Esercizi da svolgere
• A. Riscrivi in forma di elenco il paragrafo del brano citato che comincia con «M. F.: Sono affascinato dalla ricerca», conservandone i fatti principali.
• B. Continua l'intervista sulla telecamera a raggi infrarossi a partire dall'ultima battuta riportata nel brano citato.
··· Brano citato ···
D. B.: Perché siete tanto affascinati dall’uso della telecamera a raggi infrarossi?
M. F.: Sono affascinato dalla ricerca degli esseri umani per trovare una rappresentazione del reale che va oltre ciò che possiamo vedere. La telecamera a raggi infrarossi consente di rappresentare alcuni aspetti della realtà (nostra personale e del mondo che ci circonda) che sarebbe altrimenti completamente invisibile. Una comune telecamera cattura i colori, la luce e il movimento. La telecamera a raggi infrarossi no: cattura il calore. In più porta con sé anche un contenuto politico, in quanto viene usata ai confini tra le nazioni per registrare il calore dei corpi degli immigranti illegali. Viene anche usata negli aeroporti per assicurarsi che nessuno entri in un paese portando con sé malattie contagiose come l’aviaria. Anche le telecamere usate nel cinema furono sviluppate come strumenti militari. La telecamera di Jules-Etienne Marey’s [il fisiologo francese pioniere della fotografia e anticipatore del cinema, l’inventore della cromofotografia alla fine dell’Ottocento, ndt] era un fucile che conteneva da 12 a 16 immagini. È così che è iniziato il cinema. Il gesto di filmare non è tanto diverso dall’atto di sparare; questo si riflette persino nel vocabolario tecnico. Mi piace ricordare come i membri del movimento Tropicalia [ il movimento culturale attivo in Brasile sul finire degli anni Sessanta, ndt] usavano dire che “il cinema è una pistola calda”. L’anno scorso ho condotto un progetto all’ospedale di Ginevra con delle telecamere che filmavano i flussi cerebrali. Il mio lavoro si confronta sempre con la riceca dell’invisibile.
D. B.: Quindi il vostro lavoro è, in un certo senso, un modo per monitorare il pubblico.
··· Il materiale ···
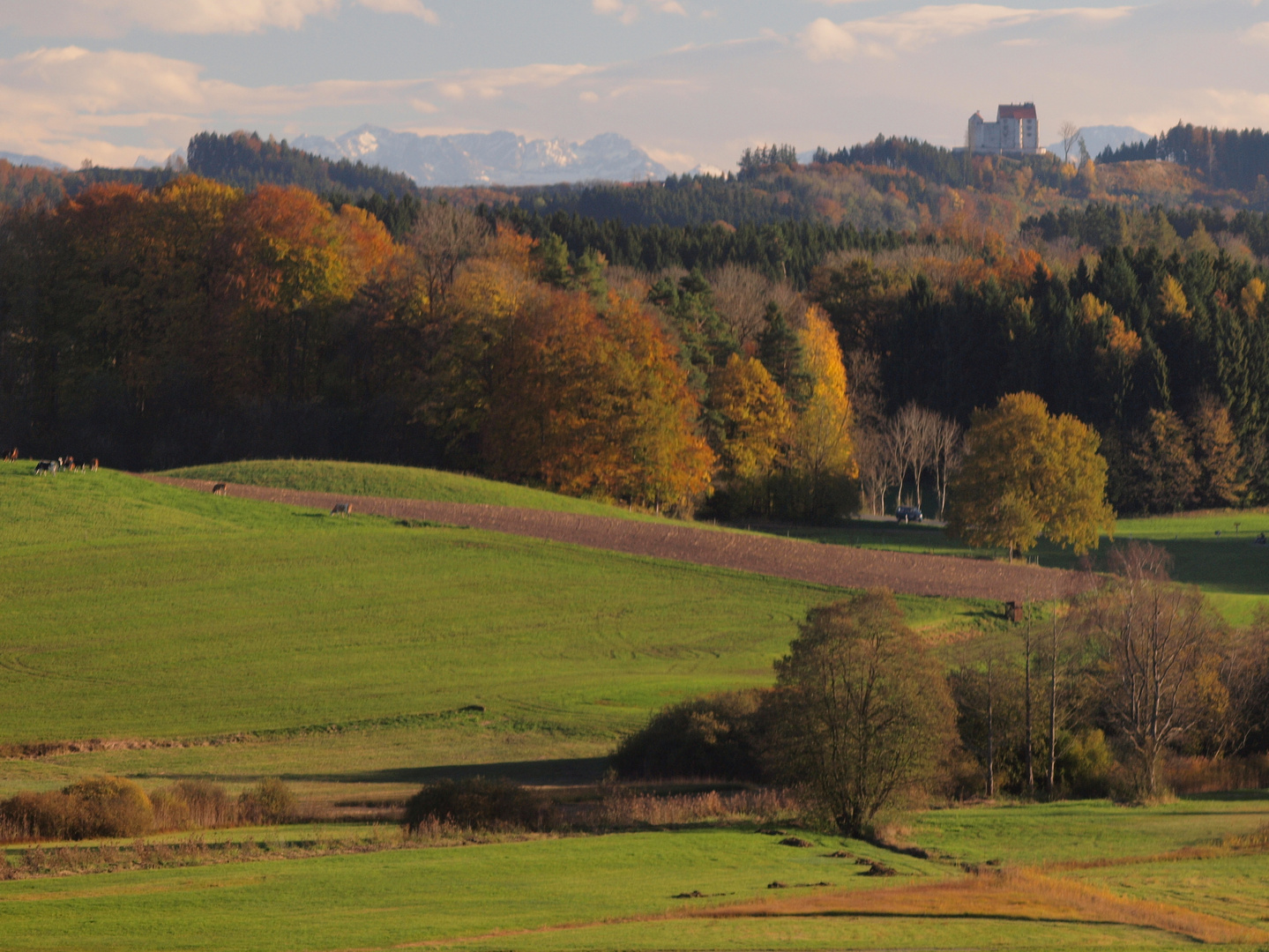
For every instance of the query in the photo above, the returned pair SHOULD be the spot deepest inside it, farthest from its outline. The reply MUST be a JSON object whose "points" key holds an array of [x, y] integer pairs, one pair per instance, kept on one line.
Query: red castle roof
···
Soluzioni degli esercizi
• A.
- La telecamera a raggi infrarossi mostra aspetti della realtà che altrimenti resterebbero invisibili, perché cattura il calore e non colori, luce e movimento.
- Ha anche un contenuto politico: ai confini registra il calore dei corpi degli immigranti illegali e negli aeroporti serve a impedire l'ingresso di malattie contagiose come l'aviaria.
- Anche le telecamere del cinema nacquero come strumenti militari: quella di Marey era un fucile che conteneva da 12 a 16 immagini.
- Filmare non è molto diverso dallo sparare, come si vede anche nel vocabolario tecnico. Il movimento Tropicalia diceva che «il cinema è una pistola calda».
- L'anno scorso M. F. ha condotto all'ospedale di Ginevra un progetto con telecamere che filmavano i flussi cerebrali.
- Il lavoro di M. F. cerca sempre l'invisibile.

• B.
M. F.: È una trappola. Nei miei film ci tengo ad avere questa posizione, che non è quella del cacciatore: è il reale che viene da me, non io che lo vado a cercare. Però ho bisogno di capire come a sua volta il reale cattura me. Per questo tengo gli occhi aperti , monitorando il reale in modo attivo, a volte usando a questo scopo telecamere speciali. Oggi esistono numerosi strumenti di mediazione che consentono di vedere cose inaccessibili a occhio nudo. Questi strumenti vengono usati dalla scienza, dalla medicina, e dalla polizia. Ciò che mi interessa è prendere questa ricerca dell’invisibile e trasporla nel territorio dell’arte, traducendo l’invisibile nel nostro mondo visibile. E questo apre un sentiero fertile per nuove interpretazioni del reale.
F. d. B.: Tutti i miei lavori comprendono il monitoraggio del pubblico, perché è proprio il pubblico che produce il lavoro. Con la telecamera a raggi infrarossi, gli spettatori all’inizio non sanno che stanno producendo l’opera, ma se ne rendono conto quando vedono i loro movimenti proiettati su uno schermo sul muro. Per me un’opera d’arte è la proiezione di se stessi in un dipinto o in un’installazione. Ciascuno proietta se stesso. La mia personale utopia è che un giorno arriveremo a un’opera d’arte immateriale, un’opera che consiste esclusivamente di una proiezione. Tra duecento anni non ci saranno più dipinti; l’opera d’arte verrà trasmessa direttamente alla mente. Uno dei miei lavori, il Fiteiro cultural (Chiosco Culturale), consiste appunto in un meccanismo prioiettivo. Ho creato un chiosco modulabile che ho installato finora in venticinque città del mondo a partire dal 1998, tra cui Sao Paulo, Milano, New York, Havana ed Erevan, in Armenia. In ogni posto in cui è stato installato, il pubblico è intervenuto e ha creato arte. Da solo il chiosco non è altro che un piccolo stand. Semplice e insignificante. L’arte si manifesta dal momento in cui i partecipanti proiettano se stessi nel Fiteiro Cultural , facendo ciò che desiderano. Anche quest’opera ad Assab One, a Milano, è un lavoro proiettivo.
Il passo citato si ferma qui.